## Brief
Beginning with the line that holds "Target: stone breakwater", copy each line to the end of the records exactly, except the pictures.

--------------------------------

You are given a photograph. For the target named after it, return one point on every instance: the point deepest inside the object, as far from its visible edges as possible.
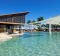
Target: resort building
(9, 22)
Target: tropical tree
(39, 25)
(29, 21)
(33, 21)
(40, 18)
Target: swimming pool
(32, 44)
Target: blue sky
(45, 8)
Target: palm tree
(39, 25)
(29, 21)
(40, 19)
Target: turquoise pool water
(32, 44)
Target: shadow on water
(32, 34)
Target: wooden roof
(14, 14)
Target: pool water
(32, 44)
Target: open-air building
(9, 22)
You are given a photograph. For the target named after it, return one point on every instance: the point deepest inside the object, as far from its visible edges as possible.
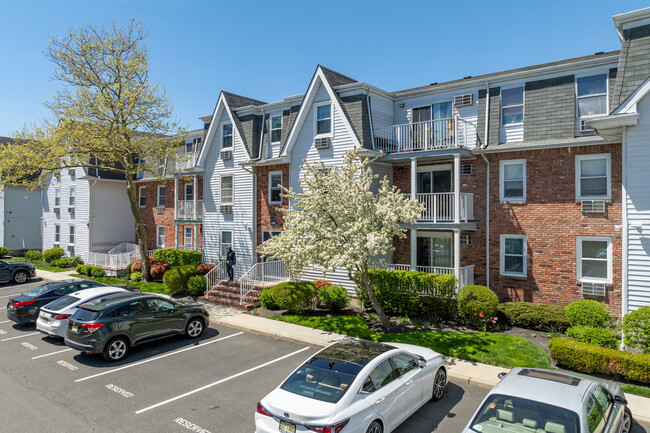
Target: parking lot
(210, 384)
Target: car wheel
(375, 427)
(627, 421)
(194, 327)
(20, 277)
(439, 383)
(116, 349)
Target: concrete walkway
(472, 373)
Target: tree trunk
(140, 231)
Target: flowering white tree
(338, 222)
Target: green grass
(493, 349)
(643, 391)
(145, 287)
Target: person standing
(231, 261)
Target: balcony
(439, 207)
(185, 210)
(449, 133)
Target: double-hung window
(594, 259)
(512, 180)
(324, 119)
(226, 137)
(275, 190)
(276, 128)
(513, 255)
(593, 176)
(226, 190)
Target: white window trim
(320, 104)
(142, 193)
(608, 167)
(158, 196)
(271, 173)
(523, 106)
(502, 255)
(271, 129)
(502, 165)
(579, 240)
(221, 202)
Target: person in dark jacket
(231, 261)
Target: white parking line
(220, 381)
(53, 353)
(156, 358)
(20, 336)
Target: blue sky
(269, 49)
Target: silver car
(544, 401)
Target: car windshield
(40, 290)
(504, 413)
(322, 380)
(61, 303)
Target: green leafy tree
(338, 222)
(107, 116)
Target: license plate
(287, 427)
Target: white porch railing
(439, 206)
(185, 210)
(429, 135)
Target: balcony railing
(429, 135)
(439, 206)
(185, 210)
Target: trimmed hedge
(531, 315)
(588, 358)
(602, 337)
(293, 296)
(410, 294)
(177, 258)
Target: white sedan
(52, 319)
(354, 386)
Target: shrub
(204, 268)
(588, 358)
(63, 262)
(34, 255)
(587, 312)
(408, 293)
(196, 285)
(477, 305)
(532, 315)
(602, 337)
(335, 298)
(53, 254)
(636, 329)
(293, 296)
(177, 258)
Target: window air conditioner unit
(595, 206)
(593, 289)
(322, 143)
(463, 100)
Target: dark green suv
(113, 324)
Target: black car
(25, 307)
(18, 272)
(115, 323)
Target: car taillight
(262, 410)
(23, 303)
(92, 327)
(332, 428)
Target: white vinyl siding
(593, 177)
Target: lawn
(493, 349)
(145, 287)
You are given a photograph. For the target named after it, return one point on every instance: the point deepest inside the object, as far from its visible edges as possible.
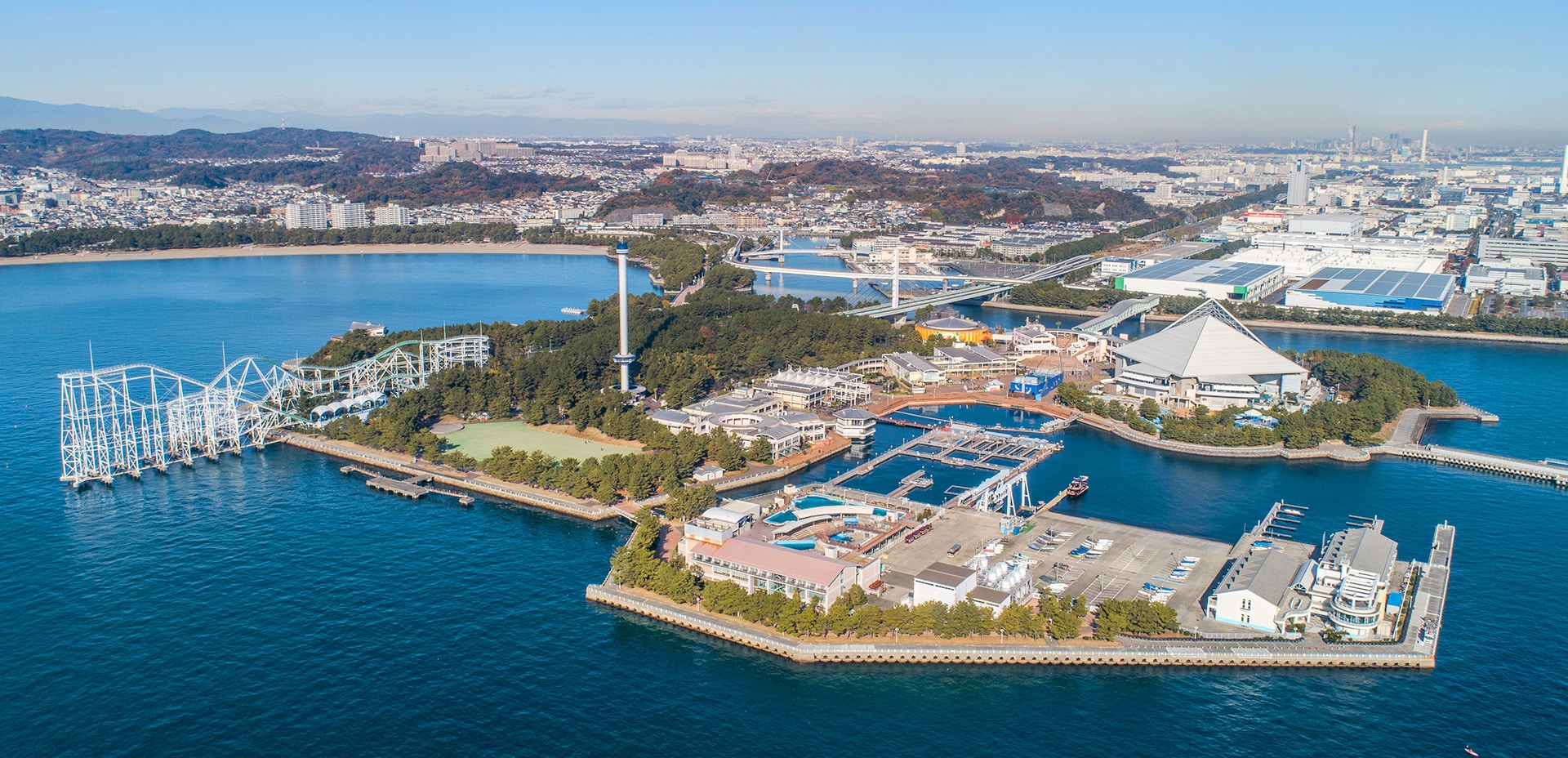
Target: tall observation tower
(625, 357)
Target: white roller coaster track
(124, 419)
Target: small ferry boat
(1078, 487)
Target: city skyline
(1000, 71)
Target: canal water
(270, 606)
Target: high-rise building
(392, 216)
(305, 216)
(349, 216)
(1295, 190)
(1562, 181)
(625, 357)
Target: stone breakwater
(1165, 652)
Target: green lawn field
(479, 439)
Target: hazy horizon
(993, 71)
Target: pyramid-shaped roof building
(1208, 344)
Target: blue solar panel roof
(1380, 283)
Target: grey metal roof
(1379, 281)
(855, 413)
(944, 575)
(1267, 573)
(1363, 550)
(988, 595)
(1206, 349)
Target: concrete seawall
(1175, 652)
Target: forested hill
(359, 167)
(1007, 190)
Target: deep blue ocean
(267, 604)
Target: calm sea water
(270, 606)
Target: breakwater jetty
(1540, 471)
(427, 475)
(1126, 652)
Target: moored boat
(1078, 487)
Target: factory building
(1218, 279)
(1303, 253)
(944, 582)
(1372, 289)
(1343, 225)
(1535, 252)
(1529, 281)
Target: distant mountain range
(16, 114)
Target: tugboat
(1078, 487)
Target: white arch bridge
(124, 419)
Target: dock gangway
(969, 292)
(1133, 308)
(124, 419)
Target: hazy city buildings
(349, 216)
(392, 216)
(306, 216)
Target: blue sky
(982, 69)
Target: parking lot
(1134, 558)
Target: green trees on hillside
(550, 372)
(228, 236)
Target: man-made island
(937, 543)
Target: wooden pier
(1539, 471)
(412, 487)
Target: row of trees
(1371, 388)
(555, 372)
(678, 261)
(1075, 396)
(226, 236)
(637, 564)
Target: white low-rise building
(1352, 578)
(1206, 359)
(1529, 281)
(1254, 589)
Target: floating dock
(1009, 457)
(412, 487)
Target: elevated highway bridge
(983, 288)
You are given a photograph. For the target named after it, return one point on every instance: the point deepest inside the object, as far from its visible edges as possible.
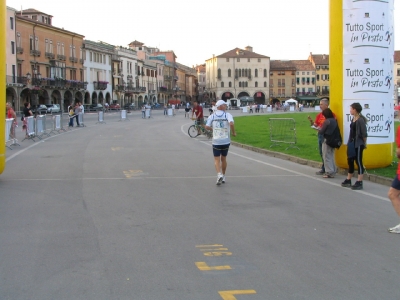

--------------------------------

## Solution to the problem
Target: stone breakwater
(1165, 652)
Target: green lawn field
(479, 439)
Target: hazy horizon
(993, 71)
Target: pyramid-shaped roof building
(1208, 344)
Target: blue solar panel roof
(1380, 283)
Target: grey metal roof
(1379, 281)
(855, 413)
(944, 575)
(1267, 573)
(1363, 550)
(988, 595)
(1206, 349)
Target: concrete seawall
(1175, 652)
Target: forested hill
(359, 167)
(1007, 190)
Target: deep blue ocean
(267, 604)
Target: calm sea water
(270, 606)
Target: breakwater jetty
(1540, 471)
(427, 475)
(1126, 652)
Target: moored boat
(1078, 487)
Target: factory building
(1218, 279)
(1303, 253)
(944, 582)
(1372, 289)
(1343, 225)
(1535, 252)
(1529, 281)
Target: distant mountain range
(16, 114)
Target: tugboat
(1078, 487)
Target: white arch bridge
(124, 419)
Target: dock gangway
(969, 292)
(1133, 308)
(124, 419)
Target: hazy city buildings
(349, 216)
(392, 216)
(306, 216)
Target: blue sky
(982, 69)
Target: parking lot
(1134, 558)
Target: green trees on hillside
(550, 372)
(228, 236)
Target: man-made island
(937, 543)
Target: wooden pier
(1539, 471)
(412, 487)
Target: row of trees
(1371, 388)
(555, 372)
(678, 261)
(1075, 396)
(226, 236)
(637, 564)
Target: white low-rise building
(1352, 578)
(1206, 359)
(1529, 281)
(1254, 589)
Target: floating dock
(1009, 457)
(412, 487)
Target: elevated highway bridge
(983, 288)
You are given a photograph. For the target named after it, return one point on every instance: the point deepest inside the object, as far from its visible edges as possible.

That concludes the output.